START Records supplied
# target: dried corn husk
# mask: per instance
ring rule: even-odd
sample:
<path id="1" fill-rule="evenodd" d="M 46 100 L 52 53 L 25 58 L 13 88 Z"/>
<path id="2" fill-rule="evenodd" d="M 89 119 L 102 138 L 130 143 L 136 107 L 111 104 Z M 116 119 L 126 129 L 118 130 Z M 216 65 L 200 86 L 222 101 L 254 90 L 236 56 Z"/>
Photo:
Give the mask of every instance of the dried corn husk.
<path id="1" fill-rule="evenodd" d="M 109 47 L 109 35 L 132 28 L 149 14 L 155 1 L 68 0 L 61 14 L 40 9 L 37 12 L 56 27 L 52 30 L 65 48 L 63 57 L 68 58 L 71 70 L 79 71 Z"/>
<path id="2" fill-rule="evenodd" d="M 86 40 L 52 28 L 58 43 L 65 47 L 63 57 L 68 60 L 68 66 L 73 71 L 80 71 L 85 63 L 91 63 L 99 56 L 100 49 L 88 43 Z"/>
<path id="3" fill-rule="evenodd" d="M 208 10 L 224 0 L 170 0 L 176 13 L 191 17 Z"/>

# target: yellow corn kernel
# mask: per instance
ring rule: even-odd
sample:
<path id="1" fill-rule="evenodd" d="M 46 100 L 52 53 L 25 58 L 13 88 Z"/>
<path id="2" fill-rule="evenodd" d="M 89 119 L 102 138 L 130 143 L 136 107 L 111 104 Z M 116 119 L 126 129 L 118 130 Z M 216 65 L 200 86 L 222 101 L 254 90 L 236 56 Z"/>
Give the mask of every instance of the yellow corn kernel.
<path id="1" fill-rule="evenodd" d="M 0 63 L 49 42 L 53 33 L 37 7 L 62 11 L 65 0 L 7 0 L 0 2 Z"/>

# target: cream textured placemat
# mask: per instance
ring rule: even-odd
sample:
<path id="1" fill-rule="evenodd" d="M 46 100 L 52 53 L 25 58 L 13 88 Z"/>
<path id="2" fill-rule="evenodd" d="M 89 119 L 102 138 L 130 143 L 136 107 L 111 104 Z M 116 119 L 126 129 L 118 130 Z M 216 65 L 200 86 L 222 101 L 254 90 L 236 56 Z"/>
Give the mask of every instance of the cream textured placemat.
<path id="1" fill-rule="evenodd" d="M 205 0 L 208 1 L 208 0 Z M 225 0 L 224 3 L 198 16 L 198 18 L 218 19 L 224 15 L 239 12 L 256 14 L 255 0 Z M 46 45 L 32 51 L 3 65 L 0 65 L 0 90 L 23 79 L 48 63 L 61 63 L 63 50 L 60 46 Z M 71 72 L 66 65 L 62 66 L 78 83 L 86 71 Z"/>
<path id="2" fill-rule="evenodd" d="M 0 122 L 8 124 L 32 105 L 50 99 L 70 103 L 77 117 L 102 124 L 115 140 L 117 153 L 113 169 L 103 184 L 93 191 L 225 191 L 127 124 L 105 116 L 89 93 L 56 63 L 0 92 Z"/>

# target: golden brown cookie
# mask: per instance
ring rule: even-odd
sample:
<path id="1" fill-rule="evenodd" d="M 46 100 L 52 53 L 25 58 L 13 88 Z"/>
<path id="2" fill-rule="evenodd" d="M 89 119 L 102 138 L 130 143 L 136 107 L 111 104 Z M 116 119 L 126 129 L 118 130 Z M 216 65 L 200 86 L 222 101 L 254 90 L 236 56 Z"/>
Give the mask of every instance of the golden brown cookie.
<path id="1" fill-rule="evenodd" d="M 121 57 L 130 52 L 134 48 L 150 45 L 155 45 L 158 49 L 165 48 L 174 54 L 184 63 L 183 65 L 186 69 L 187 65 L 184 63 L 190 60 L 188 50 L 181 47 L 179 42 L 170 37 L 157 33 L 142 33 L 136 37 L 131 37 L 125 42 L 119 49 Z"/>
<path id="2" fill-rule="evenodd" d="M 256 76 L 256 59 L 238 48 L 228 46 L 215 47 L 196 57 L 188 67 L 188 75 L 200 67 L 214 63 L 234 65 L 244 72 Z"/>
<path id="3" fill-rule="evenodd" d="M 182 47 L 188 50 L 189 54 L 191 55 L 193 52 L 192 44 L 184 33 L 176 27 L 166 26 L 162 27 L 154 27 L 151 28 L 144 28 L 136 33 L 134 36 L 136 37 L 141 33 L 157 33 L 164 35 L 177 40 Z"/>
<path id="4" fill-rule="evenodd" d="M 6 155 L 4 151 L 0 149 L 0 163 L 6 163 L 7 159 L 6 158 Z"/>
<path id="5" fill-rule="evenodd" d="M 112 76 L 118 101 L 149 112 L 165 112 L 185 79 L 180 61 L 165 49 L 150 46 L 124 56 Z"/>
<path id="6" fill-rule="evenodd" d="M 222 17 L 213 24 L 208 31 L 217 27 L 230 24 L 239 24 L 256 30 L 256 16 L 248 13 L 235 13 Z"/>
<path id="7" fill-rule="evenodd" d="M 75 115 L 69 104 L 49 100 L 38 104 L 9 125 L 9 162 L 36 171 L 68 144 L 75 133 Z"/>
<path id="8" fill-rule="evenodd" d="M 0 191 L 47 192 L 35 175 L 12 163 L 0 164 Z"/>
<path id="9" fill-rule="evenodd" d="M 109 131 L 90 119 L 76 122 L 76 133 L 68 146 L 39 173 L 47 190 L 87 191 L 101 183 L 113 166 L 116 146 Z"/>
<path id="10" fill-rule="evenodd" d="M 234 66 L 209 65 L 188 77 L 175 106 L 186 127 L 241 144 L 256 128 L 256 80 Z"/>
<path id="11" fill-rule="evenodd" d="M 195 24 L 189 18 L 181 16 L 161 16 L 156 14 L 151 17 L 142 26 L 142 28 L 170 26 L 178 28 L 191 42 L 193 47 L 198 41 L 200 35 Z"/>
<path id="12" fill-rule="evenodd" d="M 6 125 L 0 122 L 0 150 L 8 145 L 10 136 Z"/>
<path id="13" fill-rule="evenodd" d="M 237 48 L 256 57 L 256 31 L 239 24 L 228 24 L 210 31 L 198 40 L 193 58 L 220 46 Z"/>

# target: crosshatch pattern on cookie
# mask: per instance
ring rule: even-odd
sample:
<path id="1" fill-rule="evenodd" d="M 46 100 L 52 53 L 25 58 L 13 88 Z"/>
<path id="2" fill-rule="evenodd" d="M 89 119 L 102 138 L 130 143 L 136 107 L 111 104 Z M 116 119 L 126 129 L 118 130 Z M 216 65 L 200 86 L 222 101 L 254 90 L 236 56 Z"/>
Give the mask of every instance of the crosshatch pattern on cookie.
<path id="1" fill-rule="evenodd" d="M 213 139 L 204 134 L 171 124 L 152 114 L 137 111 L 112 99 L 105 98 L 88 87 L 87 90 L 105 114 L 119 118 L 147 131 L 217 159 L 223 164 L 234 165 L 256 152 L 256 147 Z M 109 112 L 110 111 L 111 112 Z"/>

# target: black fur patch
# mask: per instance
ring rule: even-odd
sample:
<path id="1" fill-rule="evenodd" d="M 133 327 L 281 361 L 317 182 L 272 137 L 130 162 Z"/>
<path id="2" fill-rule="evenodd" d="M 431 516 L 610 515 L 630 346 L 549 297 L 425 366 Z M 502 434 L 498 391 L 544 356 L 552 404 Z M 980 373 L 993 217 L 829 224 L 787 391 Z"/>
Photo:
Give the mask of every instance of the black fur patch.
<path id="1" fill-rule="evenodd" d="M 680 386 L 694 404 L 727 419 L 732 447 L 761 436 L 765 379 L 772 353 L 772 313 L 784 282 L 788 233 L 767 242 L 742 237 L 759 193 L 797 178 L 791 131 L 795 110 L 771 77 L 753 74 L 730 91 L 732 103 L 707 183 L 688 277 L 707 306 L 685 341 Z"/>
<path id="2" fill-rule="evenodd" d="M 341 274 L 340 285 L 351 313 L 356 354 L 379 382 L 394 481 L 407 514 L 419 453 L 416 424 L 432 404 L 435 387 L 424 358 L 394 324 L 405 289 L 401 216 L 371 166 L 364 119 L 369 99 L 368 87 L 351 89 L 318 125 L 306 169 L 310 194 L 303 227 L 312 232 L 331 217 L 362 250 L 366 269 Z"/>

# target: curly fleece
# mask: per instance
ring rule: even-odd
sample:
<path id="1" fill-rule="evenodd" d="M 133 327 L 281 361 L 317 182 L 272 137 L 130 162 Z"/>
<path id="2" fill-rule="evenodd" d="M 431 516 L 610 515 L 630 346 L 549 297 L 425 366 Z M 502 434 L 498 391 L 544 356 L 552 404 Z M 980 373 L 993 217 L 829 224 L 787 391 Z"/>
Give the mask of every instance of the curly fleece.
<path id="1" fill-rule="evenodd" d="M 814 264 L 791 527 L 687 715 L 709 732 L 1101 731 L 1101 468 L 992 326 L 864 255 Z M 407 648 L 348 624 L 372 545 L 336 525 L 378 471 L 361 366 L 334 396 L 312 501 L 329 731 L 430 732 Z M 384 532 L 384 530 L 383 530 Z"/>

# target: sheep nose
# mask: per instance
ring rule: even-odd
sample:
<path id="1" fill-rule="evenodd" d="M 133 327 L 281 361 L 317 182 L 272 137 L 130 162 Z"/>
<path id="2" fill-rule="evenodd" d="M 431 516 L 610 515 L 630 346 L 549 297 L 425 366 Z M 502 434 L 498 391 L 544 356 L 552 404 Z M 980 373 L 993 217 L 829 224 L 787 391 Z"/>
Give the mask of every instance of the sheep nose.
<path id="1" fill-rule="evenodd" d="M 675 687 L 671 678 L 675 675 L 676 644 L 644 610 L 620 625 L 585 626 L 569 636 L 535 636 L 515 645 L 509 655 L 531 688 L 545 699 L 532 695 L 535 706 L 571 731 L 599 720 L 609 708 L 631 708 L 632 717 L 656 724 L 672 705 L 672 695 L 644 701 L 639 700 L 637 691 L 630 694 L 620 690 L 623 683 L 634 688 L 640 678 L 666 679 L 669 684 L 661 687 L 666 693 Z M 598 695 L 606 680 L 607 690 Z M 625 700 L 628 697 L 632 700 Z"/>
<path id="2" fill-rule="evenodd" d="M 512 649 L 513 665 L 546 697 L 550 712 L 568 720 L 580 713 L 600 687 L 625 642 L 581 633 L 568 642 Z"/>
END Records supplied
Set exercise — Pull out every line of the material that contains the string "cookie", matching case exactly.

Result of the exercise —
# target: golden brown cookie
Give the mask of every instance of the golden brown cookie.
# target: crosshatch pattern on cookie
Give the mask of every instance of the crosshatch pattern on cookie.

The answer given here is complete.